[Region labeling items]
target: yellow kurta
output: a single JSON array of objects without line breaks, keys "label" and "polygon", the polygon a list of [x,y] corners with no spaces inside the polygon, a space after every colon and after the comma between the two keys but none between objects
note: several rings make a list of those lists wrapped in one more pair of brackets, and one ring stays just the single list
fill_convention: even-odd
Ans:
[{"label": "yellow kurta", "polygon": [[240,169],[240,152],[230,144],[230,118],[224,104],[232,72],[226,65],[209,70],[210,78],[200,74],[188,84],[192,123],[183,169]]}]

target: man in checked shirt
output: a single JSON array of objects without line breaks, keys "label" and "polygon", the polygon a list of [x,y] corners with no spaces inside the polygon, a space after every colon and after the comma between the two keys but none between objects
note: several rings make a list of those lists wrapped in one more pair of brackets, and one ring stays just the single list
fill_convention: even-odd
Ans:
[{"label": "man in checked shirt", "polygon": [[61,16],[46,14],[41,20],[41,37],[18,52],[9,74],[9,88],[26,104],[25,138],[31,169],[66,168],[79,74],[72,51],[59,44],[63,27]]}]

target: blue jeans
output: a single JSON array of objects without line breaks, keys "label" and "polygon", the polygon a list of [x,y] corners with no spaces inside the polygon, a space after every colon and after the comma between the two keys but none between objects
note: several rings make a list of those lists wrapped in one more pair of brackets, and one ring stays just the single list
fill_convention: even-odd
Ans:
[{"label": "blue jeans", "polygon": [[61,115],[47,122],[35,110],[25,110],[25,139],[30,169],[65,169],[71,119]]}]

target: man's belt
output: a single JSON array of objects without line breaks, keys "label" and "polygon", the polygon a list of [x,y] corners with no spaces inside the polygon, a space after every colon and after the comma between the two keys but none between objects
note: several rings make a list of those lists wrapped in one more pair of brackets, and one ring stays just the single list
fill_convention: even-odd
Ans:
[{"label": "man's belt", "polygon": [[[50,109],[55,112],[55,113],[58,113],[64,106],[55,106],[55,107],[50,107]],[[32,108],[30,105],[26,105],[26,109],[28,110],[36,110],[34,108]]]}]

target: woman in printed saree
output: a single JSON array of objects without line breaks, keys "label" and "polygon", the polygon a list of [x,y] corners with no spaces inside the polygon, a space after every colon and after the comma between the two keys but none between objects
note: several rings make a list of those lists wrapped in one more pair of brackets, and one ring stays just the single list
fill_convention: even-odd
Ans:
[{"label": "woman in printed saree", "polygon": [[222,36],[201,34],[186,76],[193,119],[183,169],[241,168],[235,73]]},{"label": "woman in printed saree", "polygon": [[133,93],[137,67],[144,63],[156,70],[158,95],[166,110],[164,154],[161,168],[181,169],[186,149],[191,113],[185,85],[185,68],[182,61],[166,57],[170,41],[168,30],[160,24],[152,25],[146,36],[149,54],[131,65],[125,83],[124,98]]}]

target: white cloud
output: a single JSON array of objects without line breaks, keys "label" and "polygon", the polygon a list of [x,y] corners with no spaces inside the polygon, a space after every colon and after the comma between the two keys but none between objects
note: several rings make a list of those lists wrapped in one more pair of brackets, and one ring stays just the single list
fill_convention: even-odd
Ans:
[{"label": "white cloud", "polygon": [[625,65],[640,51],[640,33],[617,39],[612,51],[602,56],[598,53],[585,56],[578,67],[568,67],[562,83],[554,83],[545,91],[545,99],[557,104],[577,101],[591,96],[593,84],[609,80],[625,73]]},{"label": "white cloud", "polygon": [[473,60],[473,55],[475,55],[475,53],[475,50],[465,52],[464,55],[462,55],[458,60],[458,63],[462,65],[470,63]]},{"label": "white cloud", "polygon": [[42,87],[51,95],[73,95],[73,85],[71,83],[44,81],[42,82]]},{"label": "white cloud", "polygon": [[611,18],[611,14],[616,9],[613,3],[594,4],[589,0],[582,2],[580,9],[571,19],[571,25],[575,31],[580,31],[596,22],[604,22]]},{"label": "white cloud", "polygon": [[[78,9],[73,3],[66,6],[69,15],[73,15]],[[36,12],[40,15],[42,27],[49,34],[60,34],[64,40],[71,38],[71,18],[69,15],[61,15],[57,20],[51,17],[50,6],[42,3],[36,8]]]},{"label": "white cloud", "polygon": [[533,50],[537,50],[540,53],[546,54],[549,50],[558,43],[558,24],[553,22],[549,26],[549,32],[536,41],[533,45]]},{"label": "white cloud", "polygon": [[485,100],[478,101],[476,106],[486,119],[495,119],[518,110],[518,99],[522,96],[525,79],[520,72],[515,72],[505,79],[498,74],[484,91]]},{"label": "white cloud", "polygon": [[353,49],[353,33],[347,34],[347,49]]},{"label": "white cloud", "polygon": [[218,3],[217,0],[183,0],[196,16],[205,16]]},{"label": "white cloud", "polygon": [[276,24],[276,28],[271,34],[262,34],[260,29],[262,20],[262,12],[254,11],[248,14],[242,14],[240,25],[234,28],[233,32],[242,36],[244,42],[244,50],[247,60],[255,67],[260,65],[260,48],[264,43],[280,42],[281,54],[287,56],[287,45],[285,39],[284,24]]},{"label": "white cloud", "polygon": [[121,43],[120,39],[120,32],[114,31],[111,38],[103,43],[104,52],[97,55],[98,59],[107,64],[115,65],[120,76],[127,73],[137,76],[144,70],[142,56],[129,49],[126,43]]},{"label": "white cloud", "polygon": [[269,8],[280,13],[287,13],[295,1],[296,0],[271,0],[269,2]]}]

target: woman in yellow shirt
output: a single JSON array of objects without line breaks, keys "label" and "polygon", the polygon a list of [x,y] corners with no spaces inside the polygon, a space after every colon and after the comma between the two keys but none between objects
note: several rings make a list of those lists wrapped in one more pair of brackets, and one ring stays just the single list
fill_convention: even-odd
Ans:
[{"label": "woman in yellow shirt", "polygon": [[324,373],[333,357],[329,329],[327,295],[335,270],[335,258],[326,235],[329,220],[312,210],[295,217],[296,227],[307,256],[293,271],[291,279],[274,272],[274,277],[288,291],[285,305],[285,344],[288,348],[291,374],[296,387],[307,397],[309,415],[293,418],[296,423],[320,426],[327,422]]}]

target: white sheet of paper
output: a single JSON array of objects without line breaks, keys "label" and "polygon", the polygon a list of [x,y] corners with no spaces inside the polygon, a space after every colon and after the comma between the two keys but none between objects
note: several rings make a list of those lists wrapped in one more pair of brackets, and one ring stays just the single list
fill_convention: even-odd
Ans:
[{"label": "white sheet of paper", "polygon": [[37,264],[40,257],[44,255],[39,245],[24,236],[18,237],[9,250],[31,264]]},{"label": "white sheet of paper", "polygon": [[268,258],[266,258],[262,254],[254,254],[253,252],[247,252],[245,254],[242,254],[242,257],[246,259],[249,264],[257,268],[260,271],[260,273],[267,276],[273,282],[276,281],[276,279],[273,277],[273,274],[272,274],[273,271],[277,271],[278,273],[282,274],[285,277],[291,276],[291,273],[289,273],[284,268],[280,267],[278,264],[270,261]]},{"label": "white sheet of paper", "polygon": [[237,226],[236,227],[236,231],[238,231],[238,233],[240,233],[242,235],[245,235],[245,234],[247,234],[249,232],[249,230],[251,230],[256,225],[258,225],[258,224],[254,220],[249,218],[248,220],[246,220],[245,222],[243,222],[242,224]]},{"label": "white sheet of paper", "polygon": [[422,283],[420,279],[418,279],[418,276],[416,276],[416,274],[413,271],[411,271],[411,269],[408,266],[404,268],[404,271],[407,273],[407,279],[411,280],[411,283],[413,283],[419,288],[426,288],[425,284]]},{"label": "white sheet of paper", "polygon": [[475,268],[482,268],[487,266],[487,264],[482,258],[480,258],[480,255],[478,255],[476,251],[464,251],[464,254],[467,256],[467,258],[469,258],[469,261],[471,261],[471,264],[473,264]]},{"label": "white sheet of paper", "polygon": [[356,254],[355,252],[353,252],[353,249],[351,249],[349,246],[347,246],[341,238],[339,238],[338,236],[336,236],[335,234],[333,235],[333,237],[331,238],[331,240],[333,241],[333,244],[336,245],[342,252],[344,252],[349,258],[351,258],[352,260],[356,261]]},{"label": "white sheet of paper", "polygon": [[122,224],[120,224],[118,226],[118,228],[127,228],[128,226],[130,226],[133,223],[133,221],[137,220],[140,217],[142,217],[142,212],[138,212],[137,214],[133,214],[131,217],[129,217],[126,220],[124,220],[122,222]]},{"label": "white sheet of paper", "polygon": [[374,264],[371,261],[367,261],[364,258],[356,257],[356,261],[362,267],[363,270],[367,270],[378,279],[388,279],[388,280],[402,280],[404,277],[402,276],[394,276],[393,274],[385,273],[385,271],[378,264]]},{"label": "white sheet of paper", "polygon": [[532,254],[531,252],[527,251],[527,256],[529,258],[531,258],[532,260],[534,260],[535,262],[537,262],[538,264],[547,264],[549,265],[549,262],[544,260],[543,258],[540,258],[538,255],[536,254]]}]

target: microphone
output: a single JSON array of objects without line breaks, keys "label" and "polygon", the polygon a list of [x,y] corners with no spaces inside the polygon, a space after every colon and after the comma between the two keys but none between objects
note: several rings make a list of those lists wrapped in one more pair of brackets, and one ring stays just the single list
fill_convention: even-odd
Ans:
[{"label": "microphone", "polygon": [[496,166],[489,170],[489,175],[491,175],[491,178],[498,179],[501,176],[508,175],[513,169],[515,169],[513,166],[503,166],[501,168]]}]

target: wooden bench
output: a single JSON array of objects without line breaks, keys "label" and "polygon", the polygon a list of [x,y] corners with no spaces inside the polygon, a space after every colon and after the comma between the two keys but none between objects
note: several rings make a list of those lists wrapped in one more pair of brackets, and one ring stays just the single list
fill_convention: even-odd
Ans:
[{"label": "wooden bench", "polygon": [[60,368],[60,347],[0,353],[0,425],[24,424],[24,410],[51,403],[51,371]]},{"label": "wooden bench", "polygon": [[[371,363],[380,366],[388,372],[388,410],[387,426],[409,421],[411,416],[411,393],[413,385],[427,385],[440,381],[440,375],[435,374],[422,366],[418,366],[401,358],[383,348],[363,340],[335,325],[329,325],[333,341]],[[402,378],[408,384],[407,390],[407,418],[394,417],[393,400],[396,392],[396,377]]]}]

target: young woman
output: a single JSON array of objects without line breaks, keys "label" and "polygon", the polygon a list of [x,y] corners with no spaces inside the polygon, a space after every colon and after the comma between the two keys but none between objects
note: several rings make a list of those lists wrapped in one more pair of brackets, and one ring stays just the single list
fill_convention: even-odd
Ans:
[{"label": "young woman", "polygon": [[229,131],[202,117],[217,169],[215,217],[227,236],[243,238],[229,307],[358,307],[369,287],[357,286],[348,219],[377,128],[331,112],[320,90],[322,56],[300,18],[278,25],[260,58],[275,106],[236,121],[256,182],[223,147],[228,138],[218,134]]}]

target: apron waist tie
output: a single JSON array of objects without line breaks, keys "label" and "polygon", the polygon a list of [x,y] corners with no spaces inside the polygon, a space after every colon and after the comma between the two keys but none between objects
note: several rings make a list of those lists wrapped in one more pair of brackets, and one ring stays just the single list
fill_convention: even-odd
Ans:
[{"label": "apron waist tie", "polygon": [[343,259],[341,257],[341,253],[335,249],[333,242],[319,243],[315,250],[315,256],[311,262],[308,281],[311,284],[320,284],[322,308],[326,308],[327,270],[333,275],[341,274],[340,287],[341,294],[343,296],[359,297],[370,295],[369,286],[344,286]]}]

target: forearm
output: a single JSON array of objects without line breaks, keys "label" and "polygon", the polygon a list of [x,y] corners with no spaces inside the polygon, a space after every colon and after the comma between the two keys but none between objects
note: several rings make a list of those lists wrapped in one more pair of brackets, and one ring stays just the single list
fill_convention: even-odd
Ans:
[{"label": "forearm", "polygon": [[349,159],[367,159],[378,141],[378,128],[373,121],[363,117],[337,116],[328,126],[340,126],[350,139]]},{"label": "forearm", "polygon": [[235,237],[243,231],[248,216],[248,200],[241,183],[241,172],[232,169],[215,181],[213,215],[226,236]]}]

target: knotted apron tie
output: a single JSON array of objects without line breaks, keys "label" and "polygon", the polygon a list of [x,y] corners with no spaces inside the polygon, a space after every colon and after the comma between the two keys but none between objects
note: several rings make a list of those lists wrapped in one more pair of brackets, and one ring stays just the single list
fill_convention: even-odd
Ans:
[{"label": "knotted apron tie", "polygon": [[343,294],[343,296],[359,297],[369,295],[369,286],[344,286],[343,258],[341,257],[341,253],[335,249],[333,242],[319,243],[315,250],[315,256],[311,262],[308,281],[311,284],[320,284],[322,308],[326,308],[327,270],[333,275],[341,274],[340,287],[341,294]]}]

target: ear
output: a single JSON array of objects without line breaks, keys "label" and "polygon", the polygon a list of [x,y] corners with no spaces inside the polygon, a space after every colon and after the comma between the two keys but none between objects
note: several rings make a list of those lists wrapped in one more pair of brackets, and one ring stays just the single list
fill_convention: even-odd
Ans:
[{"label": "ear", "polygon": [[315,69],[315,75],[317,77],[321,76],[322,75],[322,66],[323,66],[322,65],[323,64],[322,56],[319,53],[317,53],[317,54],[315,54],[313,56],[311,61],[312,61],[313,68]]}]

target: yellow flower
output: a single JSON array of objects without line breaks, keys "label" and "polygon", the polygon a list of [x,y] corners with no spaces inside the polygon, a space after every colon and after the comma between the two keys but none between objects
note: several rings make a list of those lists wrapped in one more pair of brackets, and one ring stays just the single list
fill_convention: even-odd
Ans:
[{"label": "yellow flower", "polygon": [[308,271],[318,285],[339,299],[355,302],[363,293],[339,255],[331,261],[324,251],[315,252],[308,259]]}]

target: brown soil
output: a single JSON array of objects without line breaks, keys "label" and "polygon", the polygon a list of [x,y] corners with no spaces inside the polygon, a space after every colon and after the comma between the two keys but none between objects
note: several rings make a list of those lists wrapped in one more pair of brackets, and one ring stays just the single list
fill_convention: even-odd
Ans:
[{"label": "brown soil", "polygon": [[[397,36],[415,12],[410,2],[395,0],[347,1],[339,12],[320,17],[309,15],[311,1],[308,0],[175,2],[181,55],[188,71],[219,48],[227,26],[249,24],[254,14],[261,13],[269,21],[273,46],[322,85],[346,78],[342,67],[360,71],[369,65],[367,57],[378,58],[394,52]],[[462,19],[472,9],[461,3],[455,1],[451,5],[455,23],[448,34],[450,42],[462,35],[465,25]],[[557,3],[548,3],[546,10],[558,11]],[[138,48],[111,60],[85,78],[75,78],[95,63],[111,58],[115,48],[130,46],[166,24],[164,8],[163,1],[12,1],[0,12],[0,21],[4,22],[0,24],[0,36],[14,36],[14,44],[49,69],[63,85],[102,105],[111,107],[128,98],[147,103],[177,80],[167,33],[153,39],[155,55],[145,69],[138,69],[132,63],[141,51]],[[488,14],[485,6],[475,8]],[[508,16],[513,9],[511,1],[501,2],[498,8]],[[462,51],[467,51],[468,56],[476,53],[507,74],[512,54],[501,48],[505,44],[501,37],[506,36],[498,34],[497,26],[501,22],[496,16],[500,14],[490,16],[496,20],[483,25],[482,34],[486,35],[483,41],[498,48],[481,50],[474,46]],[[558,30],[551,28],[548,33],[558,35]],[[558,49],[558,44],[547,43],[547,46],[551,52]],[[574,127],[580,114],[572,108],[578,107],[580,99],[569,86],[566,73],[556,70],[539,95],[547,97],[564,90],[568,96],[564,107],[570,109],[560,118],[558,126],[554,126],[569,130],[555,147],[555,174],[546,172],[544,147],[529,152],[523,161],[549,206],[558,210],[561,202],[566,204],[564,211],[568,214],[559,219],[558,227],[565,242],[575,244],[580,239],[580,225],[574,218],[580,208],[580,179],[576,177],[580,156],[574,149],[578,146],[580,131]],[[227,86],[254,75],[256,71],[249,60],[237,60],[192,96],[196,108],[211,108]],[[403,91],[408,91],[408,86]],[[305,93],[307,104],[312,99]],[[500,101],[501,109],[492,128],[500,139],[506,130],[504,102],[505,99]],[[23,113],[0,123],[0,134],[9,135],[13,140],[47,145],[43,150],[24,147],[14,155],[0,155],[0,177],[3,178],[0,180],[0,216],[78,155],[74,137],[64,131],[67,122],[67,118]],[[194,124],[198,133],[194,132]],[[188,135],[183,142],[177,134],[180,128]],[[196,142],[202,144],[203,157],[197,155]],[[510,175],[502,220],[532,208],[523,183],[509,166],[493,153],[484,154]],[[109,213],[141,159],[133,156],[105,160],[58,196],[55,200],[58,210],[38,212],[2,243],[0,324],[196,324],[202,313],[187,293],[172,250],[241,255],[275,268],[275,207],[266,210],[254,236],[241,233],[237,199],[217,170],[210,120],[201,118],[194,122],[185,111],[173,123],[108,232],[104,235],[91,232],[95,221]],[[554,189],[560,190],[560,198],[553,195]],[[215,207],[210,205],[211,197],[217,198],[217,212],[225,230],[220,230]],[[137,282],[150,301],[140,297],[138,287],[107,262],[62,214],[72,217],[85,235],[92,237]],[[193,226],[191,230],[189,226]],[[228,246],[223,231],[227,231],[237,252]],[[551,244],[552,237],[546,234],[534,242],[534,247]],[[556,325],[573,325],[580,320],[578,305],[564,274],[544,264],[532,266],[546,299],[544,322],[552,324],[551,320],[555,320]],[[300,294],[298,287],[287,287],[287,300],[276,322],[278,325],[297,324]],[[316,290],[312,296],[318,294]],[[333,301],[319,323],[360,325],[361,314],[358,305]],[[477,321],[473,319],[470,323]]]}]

- Exercise objective:
Filter the items above, copying every line that contains the string "apron".

- Exercise solution:
target: apron waist tie
[{"label": "apron waist tie", "polygon": [[343,259],[341,257],[341,253],[335,249],[333,242],[319,243],[315,250],[315,256],[311,262],[308,281],[311,284],[320,284],[322,308],[326,308],[327,270],[333,275],[341,274],[340,287],[341,294],[343,296],[359,297],[370,295],[369,286],[344,286]]}]
target: knotted apron tie
[{"label": "knotted apron tie", "polygon": [[343,294],[343,296],[359,297],[369,295],[369,286],[344,286],[343,258],[341,257],[341,253],[335,249],[333,242],[319,243],[315,250],[315,256],[311,262],[308,281],[311,284],[320,284],[322,308],[326,308],[327,270],[333,275],[341,274],[340,287],[341,294]]}]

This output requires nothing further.